▸ Work instruction
Leave the images out. Give every line below again, precisely.
[Exercise input]
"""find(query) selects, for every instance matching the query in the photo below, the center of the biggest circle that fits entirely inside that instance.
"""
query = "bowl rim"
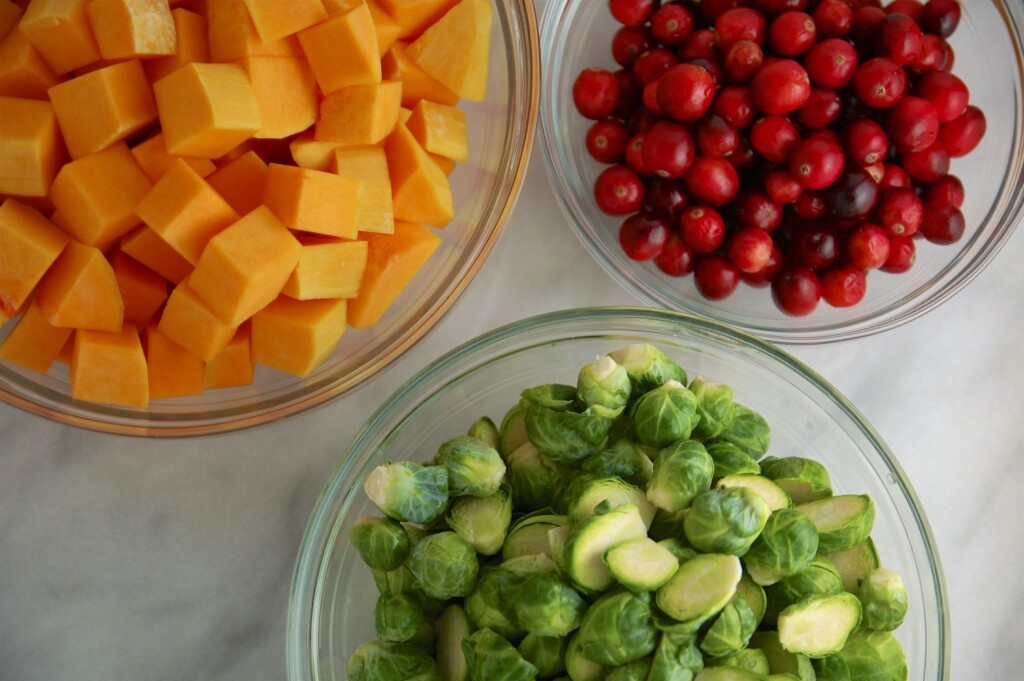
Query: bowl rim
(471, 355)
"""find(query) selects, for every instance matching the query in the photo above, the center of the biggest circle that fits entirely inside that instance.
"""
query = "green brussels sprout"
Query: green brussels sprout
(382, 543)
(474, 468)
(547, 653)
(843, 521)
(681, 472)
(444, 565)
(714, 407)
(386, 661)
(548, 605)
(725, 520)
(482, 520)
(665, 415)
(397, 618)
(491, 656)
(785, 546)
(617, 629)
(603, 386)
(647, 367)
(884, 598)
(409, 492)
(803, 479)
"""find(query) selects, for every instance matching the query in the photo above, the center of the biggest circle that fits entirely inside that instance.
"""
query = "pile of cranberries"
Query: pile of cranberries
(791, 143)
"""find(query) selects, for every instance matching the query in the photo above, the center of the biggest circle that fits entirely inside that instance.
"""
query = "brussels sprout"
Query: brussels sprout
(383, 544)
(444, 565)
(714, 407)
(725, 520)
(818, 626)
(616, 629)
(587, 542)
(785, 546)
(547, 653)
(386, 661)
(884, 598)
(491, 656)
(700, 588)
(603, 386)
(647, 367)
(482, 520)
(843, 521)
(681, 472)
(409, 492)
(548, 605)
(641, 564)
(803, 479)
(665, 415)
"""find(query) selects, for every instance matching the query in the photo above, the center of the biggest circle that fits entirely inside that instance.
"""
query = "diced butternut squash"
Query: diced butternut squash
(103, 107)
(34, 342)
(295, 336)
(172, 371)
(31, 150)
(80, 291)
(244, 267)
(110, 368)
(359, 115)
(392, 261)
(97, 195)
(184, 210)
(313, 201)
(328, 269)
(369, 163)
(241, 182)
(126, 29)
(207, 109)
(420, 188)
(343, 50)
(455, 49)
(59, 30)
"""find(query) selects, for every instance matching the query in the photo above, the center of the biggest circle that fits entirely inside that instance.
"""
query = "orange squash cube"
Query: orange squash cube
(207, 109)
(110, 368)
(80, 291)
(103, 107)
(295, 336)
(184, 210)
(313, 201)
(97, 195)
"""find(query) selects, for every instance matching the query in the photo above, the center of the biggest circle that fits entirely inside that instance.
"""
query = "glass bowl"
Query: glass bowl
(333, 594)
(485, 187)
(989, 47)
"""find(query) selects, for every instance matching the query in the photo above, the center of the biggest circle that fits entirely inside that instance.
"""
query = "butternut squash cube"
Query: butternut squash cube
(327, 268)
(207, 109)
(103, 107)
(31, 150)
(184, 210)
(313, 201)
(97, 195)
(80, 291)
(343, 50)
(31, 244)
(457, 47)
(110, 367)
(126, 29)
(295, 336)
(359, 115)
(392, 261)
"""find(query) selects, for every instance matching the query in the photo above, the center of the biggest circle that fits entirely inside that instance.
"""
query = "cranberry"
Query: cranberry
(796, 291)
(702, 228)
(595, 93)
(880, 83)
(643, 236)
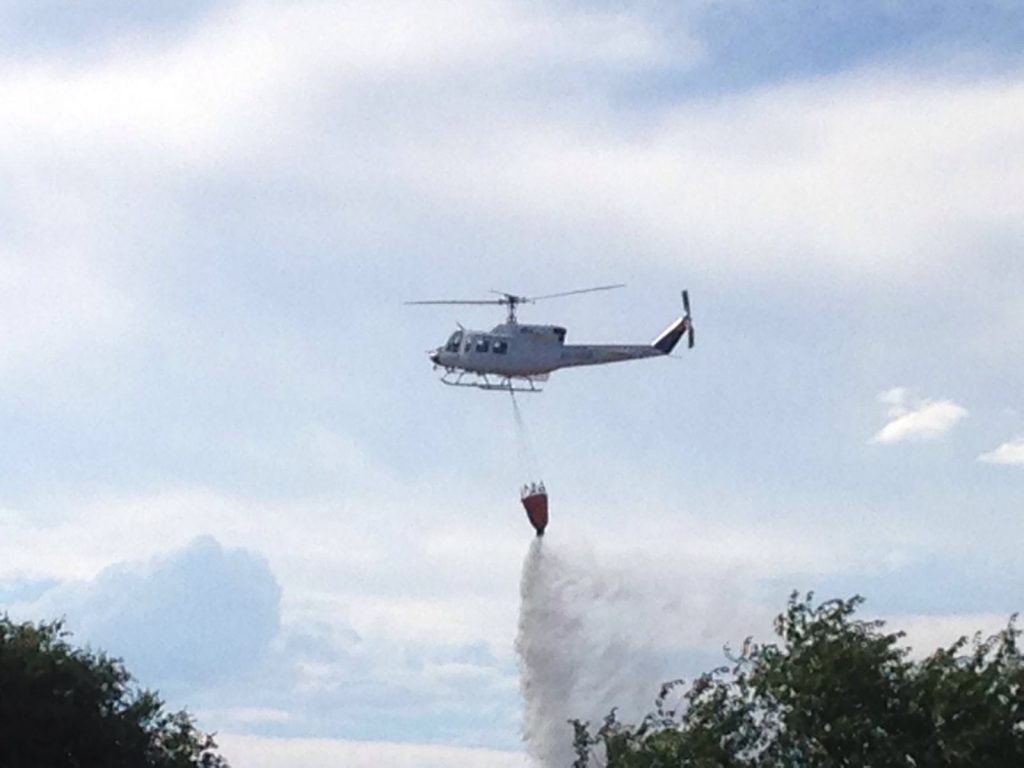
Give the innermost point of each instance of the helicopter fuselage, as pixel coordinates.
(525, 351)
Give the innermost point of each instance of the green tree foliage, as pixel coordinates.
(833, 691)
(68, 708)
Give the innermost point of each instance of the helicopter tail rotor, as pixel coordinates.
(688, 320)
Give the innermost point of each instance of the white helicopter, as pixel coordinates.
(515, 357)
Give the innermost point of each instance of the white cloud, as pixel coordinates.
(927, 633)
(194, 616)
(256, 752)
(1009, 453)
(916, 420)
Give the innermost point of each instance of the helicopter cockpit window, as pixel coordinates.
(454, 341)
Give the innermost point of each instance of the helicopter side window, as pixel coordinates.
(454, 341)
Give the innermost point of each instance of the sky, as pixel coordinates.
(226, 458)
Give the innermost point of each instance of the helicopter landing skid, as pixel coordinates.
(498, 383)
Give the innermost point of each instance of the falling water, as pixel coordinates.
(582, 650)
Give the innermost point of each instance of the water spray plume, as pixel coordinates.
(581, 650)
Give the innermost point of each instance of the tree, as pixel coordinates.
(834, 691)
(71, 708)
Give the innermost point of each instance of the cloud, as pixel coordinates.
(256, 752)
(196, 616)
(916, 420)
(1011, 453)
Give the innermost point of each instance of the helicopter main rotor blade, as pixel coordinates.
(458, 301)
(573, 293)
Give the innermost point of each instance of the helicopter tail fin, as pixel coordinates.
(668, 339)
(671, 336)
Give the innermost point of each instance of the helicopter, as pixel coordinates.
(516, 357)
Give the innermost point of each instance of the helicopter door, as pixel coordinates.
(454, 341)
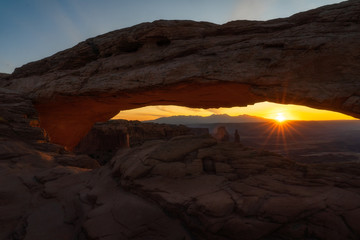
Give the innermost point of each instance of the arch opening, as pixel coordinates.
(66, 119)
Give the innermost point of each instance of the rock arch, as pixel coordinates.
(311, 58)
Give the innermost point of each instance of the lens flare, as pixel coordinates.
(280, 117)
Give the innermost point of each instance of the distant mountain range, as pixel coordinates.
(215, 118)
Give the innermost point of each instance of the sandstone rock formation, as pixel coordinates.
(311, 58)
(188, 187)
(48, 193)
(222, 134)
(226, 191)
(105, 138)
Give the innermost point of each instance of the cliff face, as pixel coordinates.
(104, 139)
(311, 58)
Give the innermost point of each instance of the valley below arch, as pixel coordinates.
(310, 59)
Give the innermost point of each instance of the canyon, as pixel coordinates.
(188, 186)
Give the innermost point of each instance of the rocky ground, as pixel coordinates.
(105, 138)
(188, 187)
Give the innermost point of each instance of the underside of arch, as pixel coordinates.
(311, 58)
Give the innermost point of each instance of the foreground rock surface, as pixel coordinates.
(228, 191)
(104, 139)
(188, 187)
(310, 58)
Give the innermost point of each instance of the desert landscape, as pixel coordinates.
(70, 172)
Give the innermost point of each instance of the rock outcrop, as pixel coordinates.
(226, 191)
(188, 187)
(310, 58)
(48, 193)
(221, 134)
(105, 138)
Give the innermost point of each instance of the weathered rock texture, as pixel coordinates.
[/Exercise input]
▸ Written reply
"""find(query) selects, for every instance matching the query in the photo below, the center of the biggest circle that fits entirely inside that instance.
"""
query = "bowl rim"
Query: bowl rim
(471, 355)
"""find(query) selects, for every instance matching the query in the photo above, the center of the biggest circle that fits entirely inside that instance.
"""
query = "green brussels sprout"
Query: green brussels sprout
(382, 543)
(474, 468)
(547, 653)
(843, 521)
(681, 472)
(444, 565)
(714, 407)
(386, 661)
(548, 605)
(725, 520)
(482, 520)
(665, 415)
(397, 618)
(491, 656)
(785, 546)
(617, 629)
(603, 386)
(647, 367)
(884, 598)
(409, 492)
(803, 479)
"""find(query) selects, for every instance matching the query in the photo above, the center of the biggest circle that fits entirely inside that instance.
"""
query = "pile of cranberries"
Query: pile of cranberries
(791, 143)
"""find(query) selects, for every instance matching the query in the photo above, the center of the biggest circle that fits entirely inside that instance.
"""
query = "brussels sprout"
Query: brussels sprout
(383, 544)
(444, 565)
(714, 407)
(725, 520)
(818, 626)
(616, 629)
(587, 542)
(785, 546)
(547, 653)
(386, 661)
(884, 598)
(491, 656)
(700, 588)
(603, 386)
(647, 367)
(482, 520)
(843, 521)
(681, 472)
(409, 492)
(548, 605)
(641, 564)
(803, 479)
(665, 415)
"""find(query) selects, for every instance matching the query in the photo above, the center of the biggest circle that fits entirely inside that instance.
"""
query = "diced butternut squash"
Query: diced butternut squash
(103, 107)
(34, 342)
(295, 336)
(172, 371)
(31, 150)
(80, 291)
(244, 267)
(110, 368)
(359, 115)
(392, 261)
(97, 195)
(184, 210)
(313, 201)
(328, 269)
(369, 163)
(241, 182)
(126, 29)
(207, 109)
(420, 188)
(343, 50)
(455, 49)
(59, 30)
"""find(query) selects, for every instance matching the query in the photo above, the center of the biggest circle that fits entirely inside that instance.
"""
query = "orange squash cube"
Query: orange squash cube
(207, 109)
(110, 368)
(80, 291)
(103, 107)
(295, 336)
(184, 210)
(313, 201)
(97, 195)
"""find(query) selects, for every instance matching the query in the photo above, the center of the biggest circle that fits entirely inside that instance.
"""
query = "glass bowl"
Query: glass bowl
(333, 594)
(485, 187)
(989, 47)
"""find(query) selects, for every instance matching the query in the photo above, the center of the biggest circle that fits entirely inside that instance.
"""
query = "butternut squash cube"
Query: butternut squash cube
(327, 268)
(207, 109)
(103, 107)
(31, 150)
(184, 210)
(313, 201)
(97, 195)
(80, 291)
(343, 50)
(31, 244)
(457, 47)
(110, 367)
(126, 29)
(295, 336)
(359, 115)
(392, 261)
"""find(query) selects, for every instance matching the query in the photo above, the center of the biggest circle that fits entirely inside that instance.
"""
query = "cranberry"
Query: cranberry
(796, 291)
(702, 228)
(595, 93)
(880, 83)
(643, 236)
Give the innermost point of each instance of the helicopter fuselage, as pixel coordinates.
(525, 351)
Give the innermost point of each instance of the green tree foliage, as pixel coordinates.
(833, 691)
(68, 708)
Give the innermost point of each instance of the helicopter tail rotor, as pixel coordinates.
(688, 320)
Give the innermost point of each instance of the white helicopter, as pixel coordinates.
(515, 357)
Give the innermost point of each instance of the white cloud, as pixel coordinates.
(927, 633)
(194, 616)
(256, 752)
(1009, 453)
(916, 420)
Give the innermost point of each instance of the helicopter cockpit window, as pixel coordinates.
(454, 341)
Give the innermost point of each instance of the helicopter side window, as pixel coordinates.
(454, 341)
Give the innermost point of each instance of the sky, as pixel coordinates.
(226, 458)
Give the innermost point of each instance of the helicopter landing skid, as pixel coordinates.
(498, 383)
Give the innermost point of each instance of the falling water, as pixel coordinates.
(582, 650)
Give the innermost point of each instance of the water spray plume, as pixel coordinates.
(581, 650)
Give the innermost point of each instance of the tree, as pixel coordinates.
(834, 691)
(71, 708)
Give the innermost point of each instance of the cloud, as pixel coordinates.
(256, 752)
(196, 616)
(916, 420)
(1011, 453)
Give the innermost point of each instance of the helicopter main rotor blade, as pixel coordinates.
(458, 301)
(573, 293)
Give the innermost point of each instance of the helicopter tail fin, as pixel coordinates.
(668, 339)
(671, 336)
Give the innermost point of each instance of the helicopter, as pixel coordinates.
(516, 357)
Give the innermost point of each instance of the helicopter door, as pixel coordinates.
(454, 341)
Give the innermost point of each instance of the arch opening, as pixel coordinates.
(66, 119)
Give the innermost point of each instance of the rock arch, as pixel coordinates.
(311, 58)
Give the innermost point of each instance of the lens flare, as pixel coordinates.
(280, 117)
Give the innermost point of each instance of the distant mountain range, as pixel coordinates.
(215, 118)
Give the innermost point of each instance of the sandstone rock formation, as pixel coordinates.
(311, 58)
(188, 187)
(48, 193)
(222, 134)
(226, 191)
(105, 138)
Give the innermost point of each instance of the cliff face, as pixel coordinates.
(104, 139)
(311, 58)
Give the innermost point of each instance of the valley below arch, as pixel coordinates.
(310, 59)
Give the innermost point of each instance of the canyon, as pixel coordinates.
(188, 186)
Give the innermost point of each instance of the rocky ground, as pixel coordinates.
(105, 138)
(188, 187)
Give the innermost point of each instance of the underside of arch, as pixel coordinates.
(311, 58)
Give the innermost point of each instance of the foreground rock surface, as pixel coordinates.
(228, 191)
(104, 139)
(188, 187)
(310, 58)
Give the innermost point of each instance of the desert landscape, as pixel coordinates.
(70, 172)
Give the innermost point of each instance of the rock outcrop, as pixel coordinates.
(226, 191)
(188, 187)
(310, 58)
(48, 193)
(221, 134)
(105, 138)
Give the innermost point of each instance of the weathered rock texture, as pixel coordinates.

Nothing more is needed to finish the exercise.